_Exercise details_: How many lines below contain the word "branch"? Reply solely with the number.

______

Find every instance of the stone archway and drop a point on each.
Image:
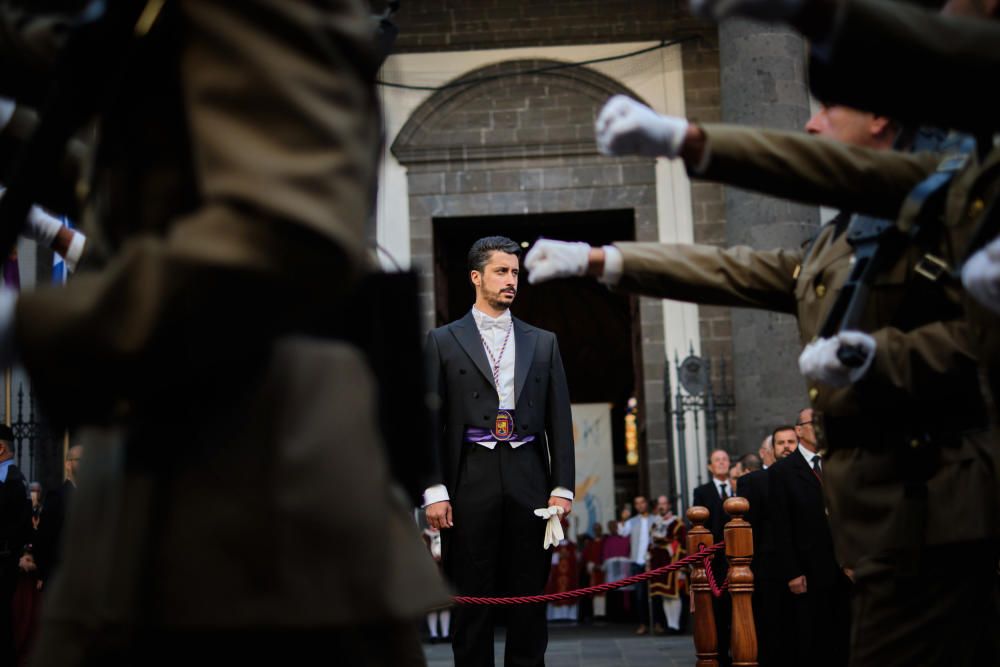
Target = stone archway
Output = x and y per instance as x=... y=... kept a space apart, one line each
x=519 y=141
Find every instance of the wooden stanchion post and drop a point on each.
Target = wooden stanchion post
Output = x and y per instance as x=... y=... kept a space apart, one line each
x=739 y=552
x=705 y=639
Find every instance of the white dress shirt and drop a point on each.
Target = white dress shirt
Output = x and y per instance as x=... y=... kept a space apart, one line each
x=493 y=331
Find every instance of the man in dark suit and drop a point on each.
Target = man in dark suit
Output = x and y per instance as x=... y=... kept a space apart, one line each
x=804 y=555
x=711 y=495
x=48 y=542
x=505 y=443
x=770 y=594
x=15 y=527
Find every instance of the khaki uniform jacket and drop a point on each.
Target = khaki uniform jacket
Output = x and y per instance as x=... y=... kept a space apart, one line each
x=914 y=369
x=234 y=475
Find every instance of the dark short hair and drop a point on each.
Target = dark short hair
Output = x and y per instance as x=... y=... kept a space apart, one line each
x=481 y=250
x=775 y=432
x=750 y=462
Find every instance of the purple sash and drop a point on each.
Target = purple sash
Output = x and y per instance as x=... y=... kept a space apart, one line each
x=476 y=434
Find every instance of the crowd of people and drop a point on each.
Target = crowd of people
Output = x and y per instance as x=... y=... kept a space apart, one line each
x=223 y=158
x=31 y=526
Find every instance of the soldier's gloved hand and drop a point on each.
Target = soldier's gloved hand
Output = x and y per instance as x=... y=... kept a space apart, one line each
x=821 y=360
x=981 y=276
x=627 y=127
x=550 y=259
x=8 y=351
x=765 y=10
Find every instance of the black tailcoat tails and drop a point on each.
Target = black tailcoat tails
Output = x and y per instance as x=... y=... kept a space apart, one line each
x=495 y=546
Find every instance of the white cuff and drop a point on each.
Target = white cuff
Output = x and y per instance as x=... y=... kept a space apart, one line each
x=435 y=494
x=614 y=265
x=75 y=250
x=562 y=492
x=8 y=304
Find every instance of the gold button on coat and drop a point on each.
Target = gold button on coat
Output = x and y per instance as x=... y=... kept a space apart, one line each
x=976 y=207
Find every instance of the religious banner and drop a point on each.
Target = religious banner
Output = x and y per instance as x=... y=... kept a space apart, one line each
x=595 y=471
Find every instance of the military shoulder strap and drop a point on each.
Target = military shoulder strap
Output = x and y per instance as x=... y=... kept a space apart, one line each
x=878 y=243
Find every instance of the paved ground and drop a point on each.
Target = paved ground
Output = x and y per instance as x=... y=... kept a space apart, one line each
x=609 y=645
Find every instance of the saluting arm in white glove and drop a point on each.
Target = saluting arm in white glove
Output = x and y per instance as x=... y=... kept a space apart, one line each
x=981 y=276
x=48 y=231
x=550 y=259
x=627 y=127
x=821 y=360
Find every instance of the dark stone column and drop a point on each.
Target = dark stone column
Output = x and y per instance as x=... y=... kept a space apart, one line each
x=762 y=73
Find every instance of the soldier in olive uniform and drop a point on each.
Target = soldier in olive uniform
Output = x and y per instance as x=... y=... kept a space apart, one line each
x=918 y=383
x=231 y=444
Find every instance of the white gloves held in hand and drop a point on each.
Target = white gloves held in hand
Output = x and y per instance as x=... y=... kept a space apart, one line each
x=766 y=10
x=40 y=226
x=819 y=361
x=981 y=276
x=553 y=528
x=550 y=259
x=627 y=127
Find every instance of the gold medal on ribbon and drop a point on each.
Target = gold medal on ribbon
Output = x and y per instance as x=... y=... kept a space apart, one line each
x=503 y=428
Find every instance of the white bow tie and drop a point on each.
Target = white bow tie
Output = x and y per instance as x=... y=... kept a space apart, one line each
x=490 y=324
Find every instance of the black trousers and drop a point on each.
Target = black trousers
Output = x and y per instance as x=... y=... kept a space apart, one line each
x=722 y=607
x=8 y=583
x=944 y=615
x=385 y=644
x=820 y=625
x=495 y=549
x=772 y=609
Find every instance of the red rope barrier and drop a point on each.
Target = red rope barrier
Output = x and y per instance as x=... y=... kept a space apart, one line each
x=716 y=589
x=704 y=555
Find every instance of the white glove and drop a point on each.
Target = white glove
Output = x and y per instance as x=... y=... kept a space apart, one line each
x=41 y=227
x=553 y=527
x=981 y=276
x=765 y=10
x=550 y=259
x=627 y=127
x=819 y=361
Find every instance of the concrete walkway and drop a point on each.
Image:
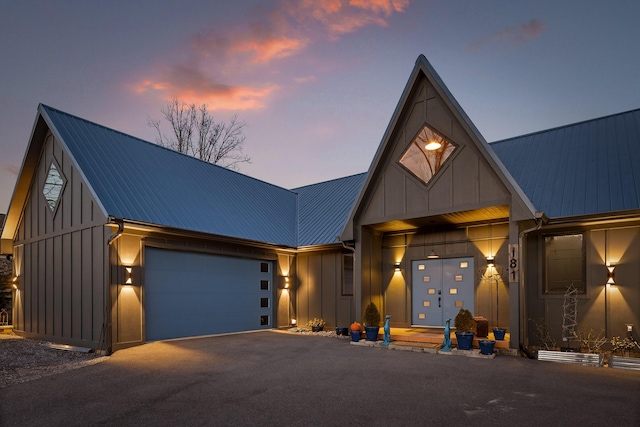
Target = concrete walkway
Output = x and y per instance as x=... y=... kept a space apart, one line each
x=271 y=378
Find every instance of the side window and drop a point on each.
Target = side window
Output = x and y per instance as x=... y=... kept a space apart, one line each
x=564 y=261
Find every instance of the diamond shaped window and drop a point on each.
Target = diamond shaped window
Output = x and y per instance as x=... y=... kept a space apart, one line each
x=52 y=189
x=426 y=154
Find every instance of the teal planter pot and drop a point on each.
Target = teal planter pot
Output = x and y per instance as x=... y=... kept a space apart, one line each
x=465 y=340
x=486 y=346
x=371 y=333
x=498 y=333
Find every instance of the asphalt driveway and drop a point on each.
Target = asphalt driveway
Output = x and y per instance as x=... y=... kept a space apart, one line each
x=271 y=378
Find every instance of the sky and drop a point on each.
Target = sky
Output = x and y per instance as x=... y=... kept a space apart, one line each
x=316 y=81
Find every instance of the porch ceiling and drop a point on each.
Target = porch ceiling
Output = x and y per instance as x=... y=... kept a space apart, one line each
x=472 y=216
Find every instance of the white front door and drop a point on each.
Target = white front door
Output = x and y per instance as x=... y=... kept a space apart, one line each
x=440 y=287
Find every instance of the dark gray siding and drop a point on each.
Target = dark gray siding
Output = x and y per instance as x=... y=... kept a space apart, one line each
x=63 y=259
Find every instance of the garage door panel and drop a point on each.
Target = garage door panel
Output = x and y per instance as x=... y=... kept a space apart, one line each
x=190 y=294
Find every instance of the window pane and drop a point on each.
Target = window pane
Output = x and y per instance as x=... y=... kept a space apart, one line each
x=564 y=263
x=426 y=154
x=53 y=187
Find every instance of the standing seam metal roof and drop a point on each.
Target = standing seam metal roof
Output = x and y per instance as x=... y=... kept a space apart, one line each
x=141 y=181
x=585 y=168
x=324 y=208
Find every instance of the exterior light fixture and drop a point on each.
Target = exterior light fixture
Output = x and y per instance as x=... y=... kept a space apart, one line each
x=432 y=145
x=611 y=275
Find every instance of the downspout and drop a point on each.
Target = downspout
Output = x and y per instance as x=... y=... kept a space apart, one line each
x=106 y=328
x=353 y=274
x=540 y=220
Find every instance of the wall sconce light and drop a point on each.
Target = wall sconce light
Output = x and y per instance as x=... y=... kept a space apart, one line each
x=611 y=275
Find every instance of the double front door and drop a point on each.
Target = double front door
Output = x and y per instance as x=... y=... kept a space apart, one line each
x=440 y=287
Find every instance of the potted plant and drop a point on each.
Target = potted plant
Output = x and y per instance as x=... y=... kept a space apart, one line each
x=486 y=346
x=498 y=333
x=371 y=322
x=465 y=327
x=356 y=331
x=316 y=324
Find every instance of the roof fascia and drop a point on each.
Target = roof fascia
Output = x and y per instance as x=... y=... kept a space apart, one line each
x=43 y=111
x=347 y=232
x=23 y=183
x=475 y=135
x=422 y=66
x=144 y=227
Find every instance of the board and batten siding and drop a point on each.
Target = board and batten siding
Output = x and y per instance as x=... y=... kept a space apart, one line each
x=466 y=180
x=63 y=259
x=319 y=290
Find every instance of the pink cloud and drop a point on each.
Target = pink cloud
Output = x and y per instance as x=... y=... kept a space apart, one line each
x=193 y=86
x=248 y=50
x=510 y=37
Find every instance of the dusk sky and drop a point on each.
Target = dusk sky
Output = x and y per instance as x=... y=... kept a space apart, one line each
x=316 y=81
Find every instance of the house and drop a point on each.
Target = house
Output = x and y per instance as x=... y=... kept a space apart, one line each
x=117 y=241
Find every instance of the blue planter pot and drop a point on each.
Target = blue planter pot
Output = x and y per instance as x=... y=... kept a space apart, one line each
x=371 y=332
x=498 y=333
x=486 y=346
x=465 y=340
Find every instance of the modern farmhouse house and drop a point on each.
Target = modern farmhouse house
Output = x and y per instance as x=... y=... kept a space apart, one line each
x=117 y=241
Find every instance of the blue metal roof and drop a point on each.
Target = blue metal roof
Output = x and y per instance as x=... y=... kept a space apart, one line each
x=324 y=208
x=140 y=181
x=584 y=168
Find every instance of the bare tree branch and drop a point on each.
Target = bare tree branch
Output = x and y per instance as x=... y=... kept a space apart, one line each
x=195 y=132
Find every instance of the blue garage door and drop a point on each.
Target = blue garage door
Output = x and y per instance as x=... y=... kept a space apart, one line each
x=190 y=294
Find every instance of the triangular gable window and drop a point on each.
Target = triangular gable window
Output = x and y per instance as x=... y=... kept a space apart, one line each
x=53 y=185
x=426 y=154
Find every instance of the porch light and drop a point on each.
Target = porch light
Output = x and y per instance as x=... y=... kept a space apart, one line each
x=432 y=145
x=611 y=275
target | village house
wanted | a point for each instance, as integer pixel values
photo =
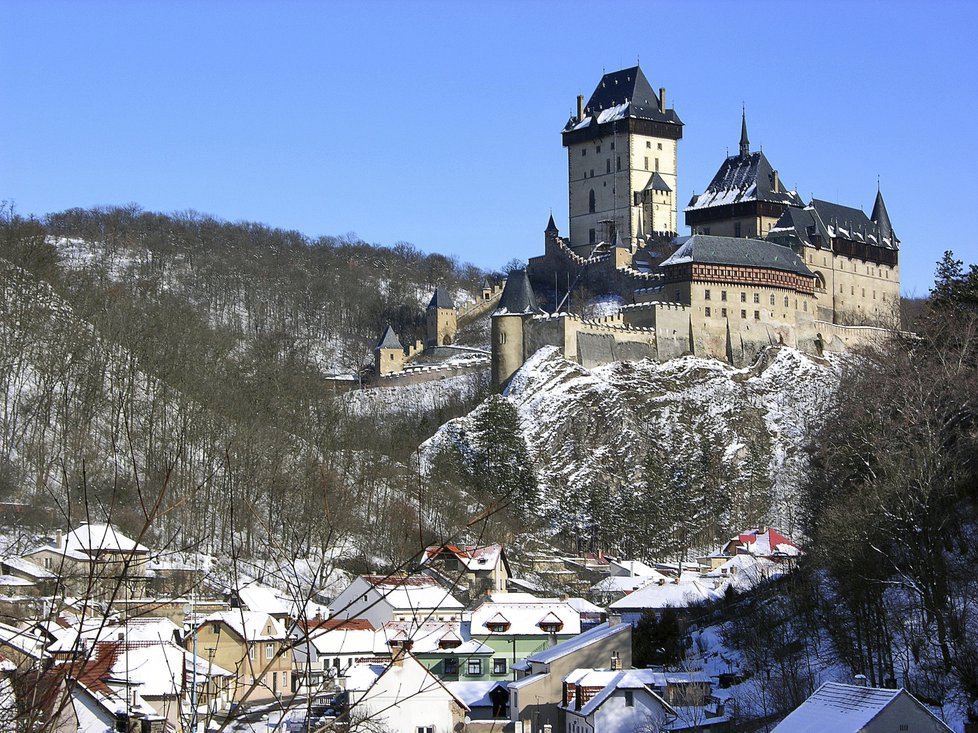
(383, 598)
(534, 698)
(95, 561)
(401, 697)
(253, 646)
(857, 709)
(612, 701)
(516, 625)
(471, 570)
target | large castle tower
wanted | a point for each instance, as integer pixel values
(621, 163)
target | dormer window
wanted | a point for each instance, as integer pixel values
(498, 624)
(551, 623)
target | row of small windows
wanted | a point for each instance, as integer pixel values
(707, 295)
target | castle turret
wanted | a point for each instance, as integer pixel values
(441, 319)
(517, 305)
(744, 140)
(388, 353)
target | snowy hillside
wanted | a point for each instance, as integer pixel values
(591, 432)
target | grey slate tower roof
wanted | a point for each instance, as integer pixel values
(389, 340)
(744, 178)
(518, 297)
(629, 90)
(441, 299)
(744, 140)
(881, 218)
(711, 250)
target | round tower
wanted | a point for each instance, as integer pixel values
(509, 325)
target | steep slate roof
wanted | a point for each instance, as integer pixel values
(441, 299)
(621, 94)
(517, 296)
(707, 249)
(389, 340)
(829, 220)
(744, 178)
(844, 709)
(880, 216)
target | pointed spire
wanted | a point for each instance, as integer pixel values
(880, 217)
(389, 340)
(744, 141)
(551, 225)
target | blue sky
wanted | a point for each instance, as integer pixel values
(438, 123)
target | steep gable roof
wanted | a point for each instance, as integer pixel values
(711, 250)
(621, 94)
(389, 340)
(441, 299)
(517, 296)
(744, 178)
(843, 709)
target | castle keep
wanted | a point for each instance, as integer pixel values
(760, 267)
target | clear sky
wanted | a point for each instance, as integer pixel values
(439, 123)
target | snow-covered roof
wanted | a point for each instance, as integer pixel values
(581, 641)
(432, 637)
(413, 592)
(27, 567)
(473, 557)
(263, 598)
(844, 709)
(611, 680)
(523, 618)
(249, 625)
(666, 595)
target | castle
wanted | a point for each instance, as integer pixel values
(759, 268)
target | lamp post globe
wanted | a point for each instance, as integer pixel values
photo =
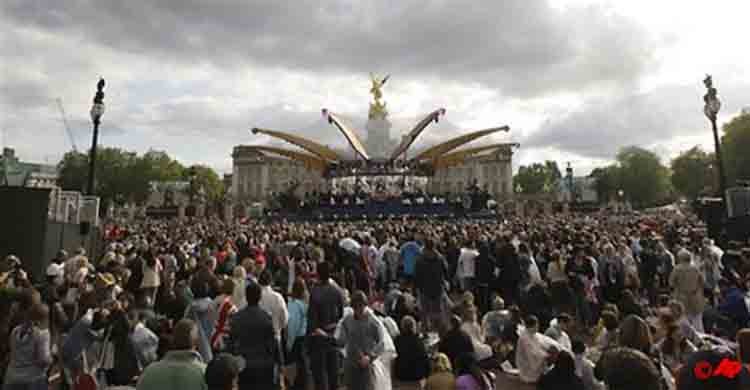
(97, 110)
(711, 110)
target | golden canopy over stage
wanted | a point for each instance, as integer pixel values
(323, 158)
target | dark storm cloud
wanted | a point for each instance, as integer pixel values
(523, 48)
(599, 129)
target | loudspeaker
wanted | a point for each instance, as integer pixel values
(23, 226)
(738, 202)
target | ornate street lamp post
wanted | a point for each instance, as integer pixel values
(711, 109)
(97, 110)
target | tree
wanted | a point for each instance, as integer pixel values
(73, 171)
(122, 176)
(537, 177)
(643, 177)
(205, 178)
(608, 182)
(736, 147)
(691, 172)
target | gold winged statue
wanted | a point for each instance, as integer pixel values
(377, 108)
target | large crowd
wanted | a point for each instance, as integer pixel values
(591, 302)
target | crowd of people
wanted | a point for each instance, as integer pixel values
(555, 302)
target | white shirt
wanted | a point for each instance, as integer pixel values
(585, 371)
(273, 303)
(466, 264)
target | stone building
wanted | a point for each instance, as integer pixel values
(493, 171)
(256, 175)
(14, 172)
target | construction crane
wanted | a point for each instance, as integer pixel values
(65, 123)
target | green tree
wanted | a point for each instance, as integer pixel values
(736, 148)
(73, 171)
(537, 177)
(153, 166)
(121, 176)
(608, 182)
(690, 172)
(205, 179)
(643, 177)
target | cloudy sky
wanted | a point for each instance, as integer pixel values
(574, 79)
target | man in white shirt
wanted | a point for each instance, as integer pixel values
(273, 303)
(466, 266)
(558, 330)
(585, 368)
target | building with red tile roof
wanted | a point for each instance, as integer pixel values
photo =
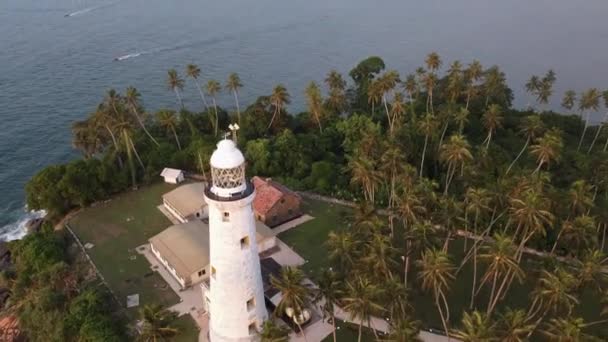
(274, 203)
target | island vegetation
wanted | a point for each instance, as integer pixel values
(446, 175)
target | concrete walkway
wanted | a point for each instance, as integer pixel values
(291, 224)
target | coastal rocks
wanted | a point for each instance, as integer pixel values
(33, 225)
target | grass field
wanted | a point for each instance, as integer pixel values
(309, 239)
(188, 330)
(116, 228)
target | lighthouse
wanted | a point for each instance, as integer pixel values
(236, 307)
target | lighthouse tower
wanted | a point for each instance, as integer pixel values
(236, 306)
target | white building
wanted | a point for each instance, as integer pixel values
(172, 176)
(236, 309)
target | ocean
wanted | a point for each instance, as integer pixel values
(57, 56)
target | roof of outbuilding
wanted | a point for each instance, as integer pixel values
(187, 199)
(171, 173)
(186, 246)
(268, 193)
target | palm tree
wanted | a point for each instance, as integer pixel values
(427, 126)
(531, 128)
(455, 153)
(547, 148)
(168, 120)
(176, 84)
(233, 84)
(329, 293)
(436, 273)
(272, 332)
(569, 99)
(513, 326)
(568, 329)
(194, 72)
(360, 302)
(589, 101)
(315, 102)
(492, 120)
(213, 87)
(404, 330)
(156, 324)
(472, 76)
(278, 99)
(599, 129)
(132, 99)
(500, 255)
(295, 295)
(476, 327)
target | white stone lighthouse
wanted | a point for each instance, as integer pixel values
(236, 307)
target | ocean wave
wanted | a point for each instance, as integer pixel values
(18, 229)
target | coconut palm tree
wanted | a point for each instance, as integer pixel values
(404, 329)
(168, 120)
(472, 76)
(194, 72)
(500, 255)
(213, 87)
(592, 270)
(328, 293)
(436, 274)
(314, 100)
(531, 128)
(589, 102)
(513, 326)
(599, 129)
(492, 120)
(175, 83)
(295, 295)
(233, 84)
(132, 99)
(569, 99)
(272, 332)
(566, 329)
(455, 153)
(547, 148)
(427, 126)
(361, 302)
(156, 324)
(476, 327)
(278, 99)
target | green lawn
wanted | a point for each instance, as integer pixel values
(188, 330)
(116, 228)
(309, 239)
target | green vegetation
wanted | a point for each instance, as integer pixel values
(116, 228)
(440, 149)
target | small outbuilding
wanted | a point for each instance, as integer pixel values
(274, 203)
(183, 249)
(172, 176)
(187, 202)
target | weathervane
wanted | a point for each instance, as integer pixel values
(233, 128)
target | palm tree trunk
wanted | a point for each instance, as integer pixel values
(179, 98)
(179, 146)
(580, 143)
(144, 126)
(426, 139)
(238, 108)
(200, 91)
(518, 156)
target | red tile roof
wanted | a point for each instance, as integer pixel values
(268, 193)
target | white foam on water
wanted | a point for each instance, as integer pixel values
(18, 229)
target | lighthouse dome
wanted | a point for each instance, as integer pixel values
(227, 170)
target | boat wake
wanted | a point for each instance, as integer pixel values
(90, 9)
(18, 229)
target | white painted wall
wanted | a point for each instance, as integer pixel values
(237, 276)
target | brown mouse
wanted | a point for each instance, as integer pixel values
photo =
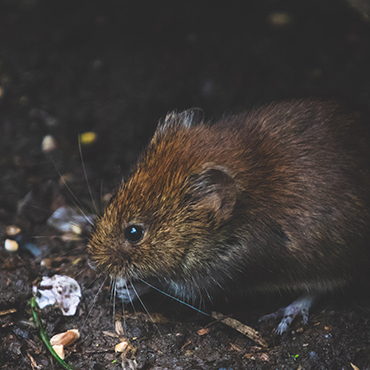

______

_Response to this exercise_: 2